Copy out every line below that contains the word "more".

[Begin DATA EXCERPTS]

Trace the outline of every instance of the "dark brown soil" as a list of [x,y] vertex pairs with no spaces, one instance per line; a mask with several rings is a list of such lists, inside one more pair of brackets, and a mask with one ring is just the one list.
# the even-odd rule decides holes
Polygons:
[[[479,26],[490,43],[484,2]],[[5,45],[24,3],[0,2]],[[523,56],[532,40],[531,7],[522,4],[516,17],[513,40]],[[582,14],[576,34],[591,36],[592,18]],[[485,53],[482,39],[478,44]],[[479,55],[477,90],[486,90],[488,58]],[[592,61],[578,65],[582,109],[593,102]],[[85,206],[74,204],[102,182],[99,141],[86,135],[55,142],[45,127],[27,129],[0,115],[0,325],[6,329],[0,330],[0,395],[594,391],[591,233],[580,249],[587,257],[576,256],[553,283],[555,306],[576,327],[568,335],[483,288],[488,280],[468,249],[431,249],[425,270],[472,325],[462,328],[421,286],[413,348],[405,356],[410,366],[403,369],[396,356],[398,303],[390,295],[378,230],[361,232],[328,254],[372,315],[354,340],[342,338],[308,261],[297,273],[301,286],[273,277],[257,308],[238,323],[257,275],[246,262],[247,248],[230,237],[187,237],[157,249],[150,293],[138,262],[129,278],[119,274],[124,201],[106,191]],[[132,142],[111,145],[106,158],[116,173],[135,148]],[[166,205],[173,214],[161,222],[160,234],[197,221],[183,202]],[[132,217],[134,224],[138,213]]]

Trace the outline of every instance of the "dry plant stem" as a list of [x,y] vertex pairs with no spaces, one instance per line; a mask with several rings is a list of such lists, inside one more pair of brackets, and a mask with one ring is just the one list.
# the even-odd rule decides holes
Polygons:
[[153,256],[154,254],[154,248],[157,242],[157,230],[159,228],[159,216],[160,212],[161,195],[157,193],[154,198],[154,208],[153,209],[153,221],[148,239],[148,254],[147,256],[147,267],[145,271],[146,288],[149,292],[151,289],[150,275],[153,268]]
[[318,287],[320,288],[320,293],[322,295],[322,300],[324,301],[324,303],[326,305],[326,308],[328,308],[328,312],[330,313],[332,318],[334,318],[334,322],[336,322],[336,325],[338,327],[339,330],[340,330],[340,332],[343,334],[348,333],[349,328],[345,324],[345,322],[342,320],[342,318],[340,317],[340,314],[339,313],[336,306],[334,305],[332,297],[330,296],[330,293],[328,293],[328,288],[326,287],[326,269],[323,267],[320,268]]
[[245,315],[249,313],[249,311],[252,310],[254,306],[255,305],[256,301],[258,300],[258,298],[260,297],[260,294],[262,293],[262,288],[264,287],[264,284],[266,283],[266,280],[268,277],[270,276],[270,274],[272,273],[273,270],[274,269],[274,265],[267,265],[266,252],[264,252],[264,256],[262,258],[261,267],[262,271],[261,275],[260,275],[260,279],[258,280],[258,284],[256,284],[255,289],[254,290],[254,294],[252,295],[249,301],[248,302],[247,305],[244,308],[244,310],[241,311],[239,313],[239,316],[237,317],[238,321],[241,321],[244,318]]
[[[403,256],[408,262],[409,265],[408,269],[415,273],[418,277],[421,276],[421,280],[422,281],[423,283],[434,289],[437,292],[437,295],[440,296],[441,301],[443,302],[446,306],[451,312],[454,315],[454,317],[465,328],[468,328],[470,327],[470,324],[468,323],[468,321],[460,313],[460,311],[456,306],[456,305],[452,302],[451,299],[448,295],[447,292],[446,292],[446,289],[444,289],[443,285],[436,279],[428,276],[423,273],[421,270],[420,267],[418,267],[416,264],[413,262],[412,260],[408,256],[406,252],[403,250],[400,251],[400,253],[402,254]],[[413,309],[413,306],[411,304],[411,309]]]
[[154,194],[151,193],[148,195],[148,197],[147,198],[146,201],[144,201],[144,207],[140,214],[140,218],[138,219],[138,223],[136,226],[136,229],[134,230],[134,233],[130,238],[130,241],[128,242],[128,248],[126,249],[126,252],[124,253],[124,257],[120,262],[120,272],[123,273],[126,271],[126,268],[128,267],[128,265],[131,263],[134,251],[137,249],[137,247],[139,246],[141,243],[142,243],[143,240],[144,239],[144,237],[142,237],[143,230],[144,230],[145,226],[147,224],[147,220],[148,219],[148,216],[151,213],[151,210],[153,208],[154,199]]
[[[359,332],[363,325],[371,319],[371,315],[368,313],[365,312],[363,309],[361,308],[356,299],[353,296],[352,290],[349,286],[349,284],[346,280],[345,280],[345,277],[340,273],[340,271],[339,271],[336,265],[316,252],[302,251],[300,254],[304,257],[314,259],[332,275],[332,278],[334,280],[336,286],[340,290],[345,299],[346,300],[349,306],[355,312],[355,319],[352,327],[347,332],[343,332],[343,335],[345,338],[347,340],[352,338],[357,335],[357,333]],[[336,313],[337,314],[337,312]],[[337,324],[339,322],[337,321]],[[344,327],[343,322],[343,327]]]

[End DATA EXCERPTS]

• ANSWER FOR THE TASK:
Trace the outline of every instance of the "dark brown soil" as a list of [x,y] vertex pairs with no spaces, one instance per line; a mask with several rings is a list of such lists, inside one more pair of brackets, and a mask with one ring is just the one list.
Trace the outline of every instance of the "dry plant stem" as a list of [x,y] vertex pairs with no spaces, one instance per line; a mask with several rings is a list of such lists, inside one more pair of brackets, and a mask with one ring is just the one list.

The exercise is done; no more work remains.